__Written task__.
Please find each line of the material that contains the string "instance" and copy it out. Case counts.
***** Exercise data *****
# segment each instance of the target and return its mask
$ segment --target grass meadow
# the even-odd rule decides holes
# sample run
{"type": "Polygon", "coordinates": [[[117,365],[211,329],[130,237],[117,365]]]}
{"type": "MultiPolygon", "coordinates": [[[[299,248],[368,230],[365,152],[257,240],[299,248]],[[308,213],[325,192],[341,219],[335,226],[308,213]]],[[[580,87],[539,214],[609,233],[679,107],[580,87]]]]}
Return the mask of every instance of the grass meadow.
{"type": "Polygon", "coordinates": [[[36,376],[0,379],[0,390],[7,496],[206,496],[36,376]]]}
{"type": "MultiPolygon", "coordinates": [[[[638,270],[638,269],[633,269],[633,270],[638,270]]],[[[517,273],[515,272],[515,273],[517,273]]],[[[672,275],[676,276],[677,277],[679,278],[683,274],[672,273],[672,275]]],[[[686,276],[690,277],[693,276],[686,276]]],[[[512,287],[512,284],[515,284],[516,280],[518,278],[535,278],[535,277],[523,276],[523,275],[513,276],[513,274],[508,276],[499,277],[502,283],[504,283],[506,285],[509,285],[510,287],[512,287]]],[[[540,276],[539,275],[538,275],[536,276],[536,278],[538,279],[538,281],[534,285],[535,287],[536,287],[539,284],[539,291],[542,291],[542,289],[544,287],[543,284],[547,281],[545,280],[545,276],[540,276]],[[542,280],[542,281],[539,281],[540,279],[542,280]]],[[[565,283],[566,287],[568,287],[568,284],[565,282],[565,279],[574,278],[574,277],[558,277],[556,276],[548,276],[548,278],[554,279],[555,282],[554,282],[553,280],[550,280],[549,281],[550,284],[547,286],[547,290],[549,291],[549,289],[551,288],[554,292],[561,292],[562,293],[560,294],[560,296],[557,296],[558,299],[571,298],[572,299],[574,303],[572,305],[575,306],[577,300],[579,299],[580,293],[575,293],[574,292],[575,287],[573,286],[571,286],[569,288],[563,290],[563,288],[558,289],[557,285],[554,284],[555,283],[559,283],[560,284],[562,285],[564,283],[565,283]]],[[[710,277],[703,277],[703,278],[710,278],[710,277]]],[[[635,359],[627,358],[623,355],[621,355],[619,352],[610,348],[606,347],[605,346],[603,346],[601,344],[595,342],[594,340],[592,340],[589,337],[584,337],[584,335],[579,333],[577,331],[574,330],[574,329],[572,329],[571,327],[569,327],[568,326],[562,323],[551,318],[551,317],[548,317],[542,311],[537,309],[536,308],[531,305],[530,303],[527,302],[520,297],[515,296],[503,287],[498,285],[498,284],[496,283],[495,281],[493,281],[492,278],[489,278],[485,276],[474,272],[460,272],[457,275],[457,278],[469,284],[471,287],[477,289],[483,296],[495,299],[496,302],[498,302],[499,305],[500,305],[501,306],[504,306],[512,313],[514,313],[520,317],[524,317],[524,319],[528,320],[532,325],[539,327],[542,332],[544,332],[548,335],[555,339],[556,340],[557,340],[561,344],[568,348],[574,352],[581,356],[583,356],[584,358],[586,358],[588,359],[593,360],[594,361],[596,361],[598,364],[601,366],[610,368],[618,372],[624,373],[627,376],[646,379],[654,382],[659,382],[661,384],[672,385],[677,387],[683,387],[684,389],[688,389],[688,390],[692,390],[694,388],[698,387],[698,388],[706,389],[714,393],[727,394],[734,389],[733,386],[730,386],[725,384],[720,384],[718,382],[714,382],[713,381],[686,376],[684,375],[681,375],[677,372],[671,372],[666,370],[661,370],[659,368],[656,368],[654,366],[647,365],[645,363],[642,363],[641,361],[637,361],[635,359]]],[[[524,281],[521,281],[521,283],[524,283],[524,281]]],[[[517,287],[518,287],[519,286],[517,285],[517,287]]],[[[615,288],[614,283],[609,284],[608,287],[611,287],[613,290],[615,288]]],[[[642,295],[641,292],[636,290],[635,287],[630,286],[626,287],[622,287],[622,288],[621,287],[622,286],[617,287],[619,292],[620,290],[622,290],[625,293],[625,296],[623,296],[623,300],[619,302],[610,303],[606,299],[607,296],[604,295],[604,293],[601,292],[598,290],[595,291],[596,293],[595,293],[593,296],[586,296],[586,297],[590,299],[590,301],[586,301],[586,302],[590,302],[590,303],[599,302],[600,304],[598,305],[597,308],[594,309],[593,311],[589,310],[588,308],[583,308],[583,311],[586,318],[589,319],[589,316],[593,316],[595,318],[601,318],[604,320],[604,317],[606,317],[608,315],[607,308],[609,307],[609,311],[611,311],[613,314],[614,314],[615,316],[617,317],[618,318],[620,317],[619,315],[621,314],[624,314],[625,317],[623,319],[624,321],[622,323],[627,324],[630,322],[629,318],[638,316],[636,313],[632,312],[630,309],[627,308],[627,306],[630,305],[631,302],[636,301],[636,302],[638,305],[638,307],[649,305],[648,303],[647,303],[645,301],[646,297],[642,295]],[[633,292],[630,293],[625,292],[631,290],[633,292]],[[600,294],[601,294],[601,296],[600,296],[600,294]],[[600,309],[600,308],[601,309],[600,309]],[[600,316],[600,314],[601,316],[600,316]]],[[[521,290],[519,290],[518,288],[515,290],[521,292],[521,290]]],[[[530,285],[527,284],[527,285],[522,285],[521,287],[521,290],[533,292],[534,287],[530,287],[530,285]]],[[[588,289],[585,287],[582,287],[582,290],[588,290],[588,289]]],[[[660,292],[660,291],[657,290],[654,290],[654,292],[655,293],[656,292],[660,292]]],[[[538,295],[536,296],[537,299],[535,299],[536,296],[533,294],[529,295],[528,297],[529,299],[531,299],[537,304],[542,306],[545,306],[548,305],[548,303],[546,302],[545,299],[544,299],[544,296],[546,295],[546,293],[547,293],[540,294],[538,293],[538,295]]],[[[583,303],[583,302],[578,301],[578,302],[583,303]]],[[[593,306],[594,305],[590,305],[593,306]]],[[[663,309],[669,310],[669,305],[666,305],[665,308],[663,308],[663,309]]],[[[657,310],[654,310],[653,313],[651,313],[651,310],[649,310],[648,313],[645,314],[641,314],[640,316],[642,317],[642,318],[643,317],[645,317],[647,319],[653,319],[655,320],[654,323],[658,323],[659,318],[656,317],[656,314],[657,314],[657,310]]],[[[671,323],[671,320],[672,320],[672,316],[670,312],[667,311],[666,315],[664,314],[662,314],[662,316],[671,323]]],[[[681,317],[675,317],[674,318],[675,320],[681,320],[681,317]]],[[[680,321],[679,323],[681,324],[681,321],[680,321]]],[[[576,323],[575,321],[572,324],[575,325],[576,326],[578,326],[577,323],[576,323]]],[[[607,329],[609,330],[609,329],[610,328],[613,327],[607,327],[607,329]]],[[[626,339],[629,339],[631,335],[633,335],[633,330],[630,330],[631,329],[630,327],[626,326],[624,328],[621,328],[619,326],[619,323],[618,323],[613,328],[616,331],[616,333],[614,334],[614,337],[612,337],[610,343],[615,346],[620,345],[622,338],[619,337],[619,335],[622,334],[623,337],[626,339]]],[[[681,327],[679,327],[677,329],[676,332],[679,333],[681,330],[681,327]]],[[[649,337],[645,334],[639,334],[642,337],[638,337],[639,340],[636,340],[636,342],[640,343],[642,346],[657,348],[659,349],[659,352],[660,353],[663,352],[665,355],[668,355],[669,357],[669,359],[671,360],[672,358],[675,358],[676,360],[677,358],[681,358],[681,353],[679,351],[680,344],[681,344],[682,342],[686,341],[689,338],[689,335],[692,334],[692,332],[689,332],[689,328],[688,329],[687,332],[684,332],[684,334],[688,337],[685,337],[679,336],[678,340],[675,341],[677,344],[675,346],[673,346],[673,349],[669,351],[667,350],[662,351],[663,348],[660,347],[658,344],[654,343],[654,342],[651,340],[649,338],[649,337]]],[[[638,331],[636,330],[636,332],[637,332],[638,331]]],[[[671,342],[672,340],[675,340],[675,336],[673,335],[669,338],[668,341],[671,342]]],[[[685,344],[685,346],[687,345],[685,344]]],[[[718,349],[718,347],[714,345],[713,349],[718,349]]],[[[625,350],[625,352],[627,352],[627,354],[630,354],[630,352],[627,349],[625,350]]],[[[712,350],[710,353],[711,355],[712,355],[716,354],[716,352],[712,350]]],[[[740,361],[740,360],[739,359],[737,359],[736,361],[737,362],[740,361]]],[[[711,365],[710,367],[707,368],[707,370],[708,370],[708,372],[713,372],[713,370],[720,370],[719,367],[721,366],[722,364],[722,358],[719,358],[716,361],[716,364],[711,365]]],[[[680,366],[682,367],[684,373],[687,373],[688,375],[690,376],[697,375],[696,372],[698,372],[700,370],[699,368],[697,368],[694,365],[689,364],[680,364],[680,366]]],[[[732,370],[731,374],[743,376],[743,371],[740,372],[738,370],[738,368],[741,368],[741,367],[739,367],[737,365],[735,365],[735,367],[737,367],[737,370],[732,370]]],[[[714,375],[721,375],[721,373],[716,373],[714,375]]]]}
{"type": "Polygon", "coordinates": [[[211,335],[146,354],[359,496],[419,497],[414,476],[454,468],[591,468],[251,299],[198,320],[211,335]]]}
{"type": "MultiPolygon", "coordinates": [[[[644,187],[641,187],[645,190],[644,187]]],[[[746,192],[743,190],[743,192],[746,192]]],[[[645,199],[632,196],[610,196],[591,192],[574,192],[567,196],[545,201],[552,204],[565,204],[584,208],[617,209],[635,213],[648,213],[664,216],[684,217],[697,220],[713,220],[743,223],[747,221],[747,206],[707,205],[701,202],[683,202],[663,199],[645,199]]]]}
*****
__Complete response__.
# segment each instance of the target and return its mask
Return the mask of every instance of the grass meadow.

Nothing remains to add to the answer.